** BEGIN THE INPUT **

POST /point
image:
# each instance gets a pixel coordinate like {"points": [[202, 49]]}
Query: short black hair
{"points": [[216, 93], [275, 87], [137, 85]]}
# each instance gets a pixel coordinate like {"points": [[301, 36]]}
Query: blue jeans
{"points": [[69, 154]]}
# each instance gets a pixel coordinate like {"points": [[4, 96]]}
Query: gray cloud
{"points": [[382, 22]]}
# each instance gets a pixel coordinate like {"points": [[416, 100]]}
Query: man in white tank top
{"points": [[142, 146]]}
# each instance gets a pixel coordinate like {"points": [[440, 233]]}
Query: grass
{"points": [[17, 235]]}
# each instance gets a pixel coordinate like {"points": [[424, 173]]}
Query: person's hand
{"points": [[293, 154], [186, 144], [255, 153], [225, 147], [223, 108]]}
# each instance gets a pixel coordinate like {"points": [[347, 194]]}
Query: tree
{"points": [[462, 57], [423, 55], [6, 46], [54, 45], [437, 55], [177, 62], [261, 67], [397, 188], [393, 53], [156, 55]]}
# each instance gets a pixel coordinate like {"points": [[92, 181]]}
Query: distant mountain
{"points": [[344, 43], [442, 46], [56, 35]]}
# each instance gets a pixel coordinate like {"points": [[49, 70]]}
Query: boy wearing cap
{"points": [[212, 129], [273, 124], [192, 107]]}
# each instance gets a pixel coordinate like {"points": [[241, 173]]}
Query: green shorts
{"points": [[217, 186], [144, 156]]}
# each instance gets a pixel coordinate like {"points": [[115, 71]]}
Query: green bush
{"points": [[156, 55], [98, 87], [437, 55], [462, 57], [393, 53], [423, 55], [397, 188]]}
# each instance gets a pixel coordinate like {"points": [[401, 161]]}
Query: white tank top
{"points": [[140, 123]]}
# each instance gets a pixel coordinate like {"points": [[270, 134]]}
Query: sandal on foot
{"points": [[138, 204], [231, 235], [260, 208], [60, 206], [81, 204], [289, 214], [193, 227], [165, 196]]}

** END THE INPUT **

Copy every line of the records word for word.

POST /point
image:
# each instance gets a pixel coordinate like {"points": [[202, 49]]}
Query: short black hair
{"points": [[216, 93], [275, 87], [137, 85]]}
# each instance gets a pixel coordinate like {"points": [[301, 36]]}
Query: blue jeans
{"points": [[69, 154]]}
# each instance gets a pixel coordinate like {"points": [[4, 96]]}
Query: gray cloud
{"points": [[382, 22]]}
# each instance gets a pixel coordinate like {"points": [[416, 100]]}
Query: man in white tank top
{"points": [[142, 146]]}
# each instance gets a pixel coordinate like {"points": [[440, 233]]}
Query: grass
{"points": [[17, 235]]}
# each instance gets a pixel coordinate like {"points": [[424, 173]]}
Query: person's hand
{"points": [[293, 154], [186, 144], [255, 153], [225, 147], [223, 108]]}
# each instance gets a pixel coordinate like {"points": [[347, 194]]}
Query: tree
{"points": [[462, 57], [423, 55], [6, 46], [54, 45], [437, 55], [177, 62], [261, 67], [397, 188], [393, 53], [156, 55]]}
# each instance gets a pixel coordinate like {"points": [[92, 181]]}
Query: distant mountain
{"points": [[344, 43], [442, 46], [56, 35]]}
# each instance gets a pixel coordinate like {"points": [[49, 70]]}
Query: boy wearing cap
{"points": [[212, 129], [273, 124], [192, 107]]}
# each instance gets a pixel coordinate like {"points": [[241, 173]]}
Query: green shorts
{"points": [[217, 186], [144, 156]]}
# each instance gets a pixel coordinate like {"points": [[115, 71]]}
Query: green bush
{"points": [[156, 55], [98, 87], [437, 55], [462, 57], [393, 53], [423, 55], [397, 188]]}
# each instance gets a pixel coordinate like {"points": [[401, 161]]}
Query: white tank top
{"points": [[140, 123]]}
# each instance gets a pixel coordinate like {"points": [[270, 134]]}
Query: sandal on foot
{"points": [[138, 204], [231, 235], [260, 208], [60, 206], [81, 204], [289, 214], [193, 227], [165, 196]]}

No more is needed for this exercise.